:: Work instructions ::
Please rewrite only the data from the line with "The asphalt driveway" to the line with "[0, 0, 448, 138]", shifting every bounding-box coordinate in the answers up by 145 and leaving all other text unchanged.
------------------------------
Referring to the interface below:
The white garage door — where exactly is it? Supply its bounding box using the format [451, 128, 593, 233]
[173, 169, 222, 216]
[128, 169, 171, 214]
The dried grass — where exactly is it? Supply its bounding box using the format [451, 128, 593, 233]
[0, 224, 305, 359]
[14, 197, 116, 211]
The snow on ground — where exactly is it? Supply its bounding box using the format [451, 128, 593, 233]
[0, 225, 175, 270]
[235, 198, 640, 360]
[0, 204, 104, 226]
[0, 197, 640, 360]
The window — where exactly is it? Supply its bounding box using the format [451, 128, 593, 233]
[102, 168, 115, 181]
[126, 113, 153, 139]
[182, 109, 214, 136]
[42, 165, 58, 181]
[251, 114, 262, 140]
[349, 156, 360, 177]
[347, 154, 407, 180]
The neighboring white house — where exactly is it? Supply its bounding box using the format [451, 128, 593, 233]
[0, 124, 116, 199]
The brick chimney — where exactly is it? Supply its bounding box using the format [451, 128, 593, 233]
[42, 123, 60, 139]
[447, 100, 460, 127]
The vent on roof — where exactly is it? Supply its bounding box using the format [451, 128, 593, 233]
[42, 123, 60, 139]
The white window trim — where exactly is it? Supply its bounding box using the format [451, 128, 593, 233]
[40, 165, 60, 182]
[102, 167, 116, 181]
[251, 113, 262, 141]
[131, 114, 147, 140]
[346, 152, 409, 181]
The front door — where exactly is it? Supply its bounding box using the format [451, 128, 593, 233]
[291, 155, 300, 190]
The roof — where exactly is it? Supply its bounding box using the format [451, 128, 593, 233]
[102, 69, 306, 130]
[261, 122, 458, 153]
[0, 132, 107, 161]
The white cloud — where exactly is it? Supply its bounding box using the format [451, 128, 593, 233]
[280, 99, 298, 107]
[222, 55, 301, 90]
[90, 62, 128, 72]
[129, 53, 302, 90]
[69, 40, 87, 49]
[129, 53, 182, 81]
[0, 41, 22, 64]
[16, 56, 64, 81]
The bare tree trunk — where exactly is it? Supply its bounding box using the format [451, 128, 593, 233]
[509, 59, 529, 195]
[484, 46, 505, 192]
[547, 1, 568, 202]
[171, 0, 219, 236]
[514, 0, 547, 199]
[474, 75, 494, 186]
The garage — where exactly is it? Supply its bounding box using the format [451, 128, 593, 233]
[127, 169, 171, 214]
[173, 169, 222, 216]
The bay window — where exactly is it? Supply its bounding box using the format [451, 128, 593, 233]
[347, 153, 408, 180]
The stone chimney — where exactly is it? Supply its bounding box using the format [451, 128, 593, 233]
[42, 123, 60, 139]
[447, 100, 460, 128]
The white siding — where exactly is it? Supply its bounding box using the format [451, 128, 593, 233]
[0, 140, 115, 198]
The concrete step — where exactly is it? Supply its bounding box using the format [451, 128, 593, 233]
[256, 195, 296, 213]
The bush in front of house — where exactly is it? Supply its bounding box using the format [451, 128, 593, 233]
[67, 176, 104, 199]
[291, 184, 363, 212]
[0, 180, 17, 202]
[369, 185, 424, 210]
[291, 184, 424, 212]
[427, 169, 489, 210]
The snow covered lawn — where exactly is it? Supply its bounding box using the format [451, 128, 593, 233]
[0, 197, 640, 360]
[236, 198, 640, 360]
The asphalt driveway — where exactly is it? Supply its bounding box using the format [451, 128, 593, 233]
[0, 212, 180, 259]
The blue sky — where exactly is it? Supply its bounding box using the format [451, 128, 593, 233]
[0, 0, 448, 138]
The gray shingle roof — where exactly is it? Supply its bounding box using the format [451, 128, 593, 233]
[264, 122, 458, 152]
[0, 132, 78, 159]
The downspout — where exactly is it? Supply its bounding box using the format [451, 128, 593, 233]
------------------------------
:: Right answer ::
The asphalt driveway — where exactly is it? Supply its bounding box using the format [451, 128, 593, 233]
[145, 357, 325, 404]
The blue sky — where exactly is it? Supply its bounding box using the format [451, 128, 593, 233]
[145, 145, 593, 283]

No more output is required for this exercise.